--- Begin SOURCE EXCERPT ---
Re: [PATCH v2 2/3] arm64: perf: Add support for event counting threshold

From: James Clark
Date: Tue Oct 10 2023 - 12:09:06 EST




On 10/10/2023 16:00, Suzuki K Poulose wrote:
> On 10/10/2023 11:40, James Clark wrote:
>> FEAT_PMUv3_TH (Armv8.8) permits a PMU counter to increment only on
>> events whose count meets a specified threshold condition. For example if
>> PMEVTYPERn.TC (Threshold Control) is set to 0b101 (Greater than or
>> equal, count), and the threshold is set to 2, then the PMU counter will
>> now only increment by 1 when an event would have previously incremented
>> the PMU counter by 2 or more on a single processor cycle.
>>
>> Two new Perf event config fields, 'threshold' and 'threshold_control'
>> have been added for controlling the feature:
>>
>>    $ perf stat -e stall_slot/threshold=2,threshold_control=5/
>>
>> A new capability for reading out the maximum supported threshold value
>> has also been added:
>>
>>    $ cat /sys/bus/event_source/devices/armv8_pmuv3/caps/threshold_max
>>
>>    0x000000ff
>>
>> If a threshold higher than threshold_max is provided, then no error is
>> generated but the threshold is clamped to the max value. If
>> FEAT_PMUv3_TH isn't implemented or a 32 bit kernel is running, then
>> threshold_max reads zero, and neither the 'threshold' nor
>> 'threshold_control' parameters will be used.
--- End SOURCE EXCERPT ---
--- Begin SUPPLIED INFORMATION ---
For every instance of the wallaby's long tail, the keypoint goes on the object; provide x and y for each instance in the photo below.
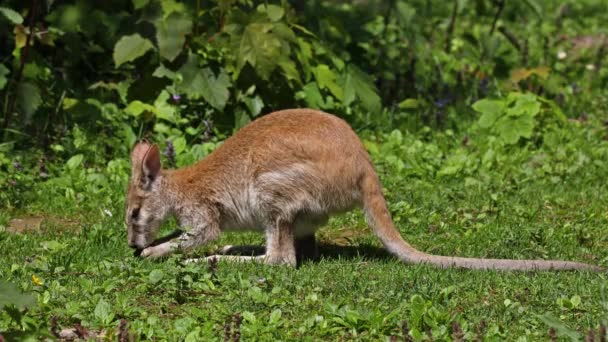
--- End SUPPLIED INFORMATION ---
_TASK REQUIREMENTS:_
[A] Answer these from the patch message on event counting threshold:
(i) Which Arm architecture version does FEAT_PMUv3_TH belong to?
(ii) What two Perf event config fields were added to control the feature?
(iii) What happens when the threshold given is higher than threshold_max?
[B] Take the patch message on event counting threshold further, starting right after its last sentence.
The material has no role here.

_RESPONSES BY TASK:_
[A]
(i) Armv8.8.
(ii) 'threshold' and 'threshold_control'.
(iii) No error is generated, and the threshold is clamped to the max value.

[B]
>>
>> The threshold is per PMU counter, and there are potentially different
>> threshold_max values per PMU type on heterogeneous systems.
>>
>> Bits higher than 32 now need to be written into PMEVTYPER, so
>> armv8pmu_write_evtype() has to be updated to take an unsigned long value
>> rather than u32 which gives the correct behavior on both aarch32 and 64.
>>
>> Signed-off-by: James Clark <james.clark@xxxxxxx>
>> ---
>>   drivers/perf/arm_pmuv3.c       | 67 +++++++++++++++++++++++++++++++++-
>>   include/linux/perf/arm_pmuv3.h |  1 +
>>   2 files changed, 67 insertions(+), 1 deletion(-)
>>
>> diff --git a/drivers/perf/arm_pmuv3.c b/drivers/perf/arm_pmuv3.c
>> index 8fcaa26f0f8a..6d669b16a2bc 100644
>> --- a/drivers/perf/arm_pmuv3.c
>> +++ b/drivers/perf/arm_pmuv3.c
>> @@ -15,6 +15,7 @@
>>   #include <clocksource/arm_arch_timer.h>
>>     #include <linux/acpi.h>
>> +#include <linux/bitfield.h>
>>   #include <linux/clocksource.h>
>>   #include <linux/of.h>
>>   #include <linux/perf/arm_pmu.h>
>> @@ -294,9 +295,16 @@ static const struct attribute_group
>> armv8_pmuv3_events_attr_group = {
>>       .is_visible = armv8pmu_event_attr_is_visible,
>>   };
>>   +#define TH_LO    2
>> +#define TH_HI    13
>> +#define TH_CNTL_LO    14
>> +#define TH_CNTL_HI    16
>> +
>>   PMU_FORMAT_ATTR(event, "config:0-15");
>>   PMU_FORMAT_ATTR(long, "config1:0");
>>   PMU_FORMAT_ATTR(rdpmc, "config1:1");
>> +PMU_FORMAT_ATTR(threshold, "config1:" __stringify(TH_LO) "-"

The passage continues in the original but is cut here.